⟨
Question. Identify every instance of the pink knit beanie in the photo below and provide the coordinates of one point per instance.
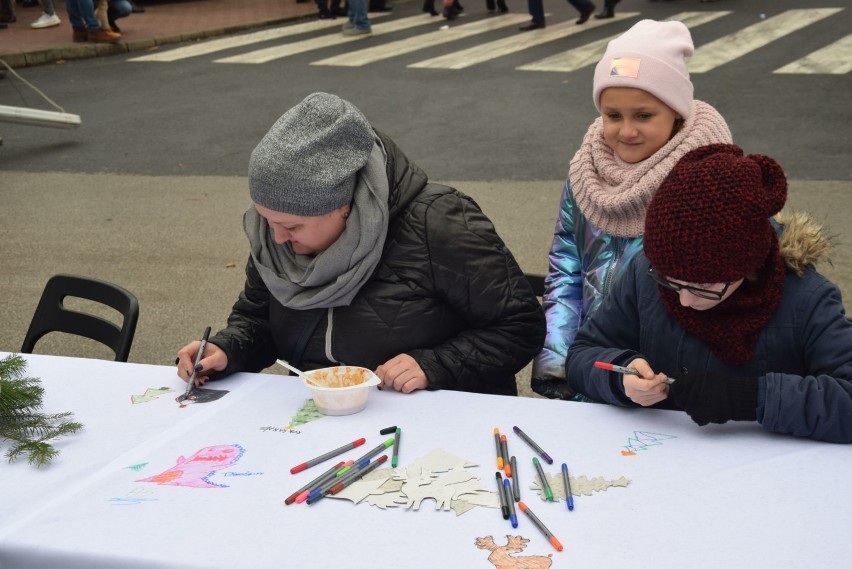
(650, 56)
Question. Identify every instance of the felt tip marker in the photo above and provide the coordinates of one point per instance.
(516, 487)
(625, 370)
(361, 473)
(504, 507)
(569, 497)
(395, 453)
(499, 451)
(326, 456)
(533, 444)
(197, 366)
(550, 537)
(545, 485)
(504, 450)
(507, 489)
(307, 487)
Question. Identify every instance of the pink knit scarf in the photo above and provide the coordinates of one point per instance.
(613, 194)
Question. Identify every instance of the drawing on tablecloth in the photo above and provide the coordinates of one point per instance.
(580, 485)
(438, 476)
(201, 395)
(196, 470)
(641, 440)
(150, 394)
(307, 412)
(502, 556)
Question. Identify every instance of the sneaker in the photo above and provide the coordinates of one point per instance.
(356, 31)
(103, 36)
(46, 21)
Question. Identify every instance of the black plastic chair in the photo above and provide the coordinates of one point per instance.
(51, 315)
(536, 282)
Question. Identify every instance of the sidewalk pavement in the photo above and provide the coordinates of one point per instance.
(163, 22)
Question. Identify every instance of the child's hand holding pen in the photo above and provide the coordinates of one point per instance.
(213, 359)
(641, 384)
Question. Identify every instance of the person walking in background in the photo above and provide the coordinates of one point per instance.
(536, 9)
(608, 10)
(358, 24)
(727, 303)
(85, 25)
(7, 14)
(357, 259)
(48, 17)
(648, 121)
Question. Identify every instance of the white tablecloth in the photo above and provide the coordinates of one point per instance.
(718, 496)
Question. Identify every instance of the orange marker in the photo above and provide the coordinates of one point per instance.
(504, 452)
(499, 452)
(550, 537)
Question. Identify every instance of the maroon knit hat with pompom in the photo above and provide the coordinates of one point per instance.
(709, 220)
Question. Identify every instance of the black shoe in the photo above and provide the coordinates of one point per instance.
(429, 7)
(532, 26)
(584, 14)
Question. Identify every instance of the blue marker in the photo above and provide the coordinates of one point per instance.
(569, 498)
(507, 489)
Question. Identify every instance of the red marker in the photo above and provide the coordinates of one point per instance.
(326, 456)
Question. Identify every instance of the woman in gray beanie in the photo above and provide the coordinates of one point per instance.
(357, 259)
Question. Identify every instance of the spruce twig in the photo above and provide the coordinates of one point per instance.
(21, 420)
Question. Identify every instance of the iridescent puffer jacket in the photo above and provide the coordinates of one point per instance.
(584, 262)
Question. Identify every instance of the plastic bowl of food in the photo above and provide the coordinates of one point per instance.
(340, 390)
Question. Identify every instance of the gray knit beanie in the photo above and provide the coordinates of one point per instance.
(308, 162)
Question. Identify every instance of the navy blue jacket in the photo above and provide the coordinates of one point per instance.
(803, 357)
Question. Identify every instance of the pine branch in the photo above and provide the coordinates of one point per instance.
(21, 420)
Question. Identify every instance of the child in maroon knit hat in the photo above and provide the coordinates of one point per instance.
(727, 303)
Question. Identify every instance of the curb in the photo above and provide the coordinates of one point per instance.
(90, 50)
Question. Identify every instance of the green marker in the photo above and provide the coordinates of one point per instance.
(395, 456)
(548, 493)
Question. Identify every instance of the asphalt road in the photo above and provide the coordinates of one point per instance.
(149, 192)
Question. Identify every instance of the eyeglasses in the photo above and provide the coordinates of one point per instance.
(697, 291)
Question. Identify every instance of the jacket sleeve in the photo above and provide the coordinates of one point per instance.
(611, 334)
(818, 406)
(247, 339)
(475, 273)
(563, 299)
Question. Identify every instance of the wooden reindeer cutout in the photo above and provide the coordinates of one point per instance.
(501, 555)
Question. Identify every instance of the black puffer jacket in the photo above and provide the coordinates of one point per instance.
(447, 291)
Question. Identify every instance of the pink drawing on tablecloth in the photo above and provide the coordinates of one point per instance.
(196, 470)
⟩
Leaving the images out, retype all the material above exactly.

Question. Identify every instance of the pink knit beanie in the photo below and provide the coordinates of one point per instance.
(650, 56)
Question. Identify every instance of the felt tip marker in the photo above and provide the coordinates of one point per instance.
(516, 487)
(625, 370)
(361, 473)
(504, 507)
(569, 497)
(395, 453)
(499, 451)
(326, 456)
(533, 444)
(197, 366)
(550, 537)
(545, 485)
(504, 450)
(507, 489)
(307, 487)
Question. Identify every instance of the pink knit scarf in the photo above and provide the coordinates of one point per instance.
(613, 194)
Question. Identify every instance of the drawing on tablecloth in the photo above and provide the coordinates of one point per instance.
(580, 485)
(438, 476)
(201, 395)
(196, 470)
(641, 440)
(150, 394)
(307, 412)
(502, 556)
Question. Identify every instance of the sneaker in the photo above and provide the coordinates of one point per instance.
(356, 31)
(103, 36)
(46, 21)
Question. Identify every instance of the black plastic chair in the photo above and provide the coordinates of one point per instance.
(51, 315)
(536, 282)
Question. Identify every instance of the sidewalk pavement in the photo above and provide the coordinates of one point per instance.
(163, 22)
Question. Identify every instance of the child's hand holding pen in the photo above and provide the coordinates of one point per instance.
(213, 359)
(641, 384)
Question. Identify every instance of the person walking in background in the photo above and provide the coordinates of one point per instance.
(536, 9)
(608, 10)
(358, 24)
(727, 303)
(85, 25)
(7, 14)
(357, 259)
(48, 17)
(648, 121)
Question. Identify every instance of the white tablecloth in the photo above and provide the coordinates of one point per instance.
(718, 496)
Question. Identify every instance of the orange marker in the photo above and provide the coordinates of one point per instance.
(504, 452)
(499, 452)
(550, 537)
Question. Identify every instance of the maroon knit hat with pompom in the photo above and provide the coordinates of one point per instance.
(709, 220)
Question. Identify every instance of the black shoe in the photo above and provide the coordinates of one point per instance.
(429, 7)
(532, 26)
(584, 14)
Question. Identify every instance of the blue marker in the photo above and provide the coordinates of one point per instance.
(569, 498)
(507, 489)
Question. Identify every instance of the red marker in the photo above and provide the coordinates of one point per instance.
(326, 456)
Question. Identify every instance of the woman in gray beanie in the photo above and provide the coordinates of one point per instance.
(357, 259)
Question. Identify every instance of the spruce twig in the photo above and provide the coordinates of one point per instance.
(21, 420)
Question. Identify every instance of the iridescent puffer jacket in the photo above and provide the coordinates of one point per instance.
(584, 262)
Question. Identify every instance of the plastic bowl of food in the photo above and provide the coordinates of one point per instance.
(340, 390)
Question. Identify every instance of the gray knit beanie in the photo above and provide the coordinates of one point per instance.
(308, 162)
Question. Identify every instance of the navy blue jacket in the photo above and provide the coordinates of one point per instance.
(803, 357)
Question. Identify every instance of the pine branch in the photo above and provide the coordinates of one point per instance.
(21, 420)
Question. Identify every instance of the child in maroon knit hat in the photo above and provide the coordinates of one point per instance.
(727, 303)
Question. Identify every instance of the curb in the photo above and provide the coordinates of one point per instance.
(90, 50)
Question. Identify every instance of the green marker in the photo above and provide the coordinates of one point per instance.
(395, 456)
(548, 493)
Question. Identify every instance of the asphalt road in the photo above and provide the coordinates of one point per instance.
(149, 192)
Question. Identify every instance of the eyeglasses in the photo above and provide the coordinates of one point per instance.
(697, 291)
Question. Identify every instance of the jacket sleeve in the photo above and provide the coordinates of one point per instance.
(611, 334)
(818, 406)
(247, 339)
(475, 273)
(563, 299)
Question. Identify every instance of the wooden reindeer cutout in the photo above and provide the coordinates of one point per instance.
(501, 555)
Question. Identify every instance of the black puffer jacket in the photo above and provide the coordinates of one point per instance.
(447, 291)
Question. Identify every instance of the pink drawing on tablecloth in the photo above and provide the coordinates of one point per instance.
(196, 470)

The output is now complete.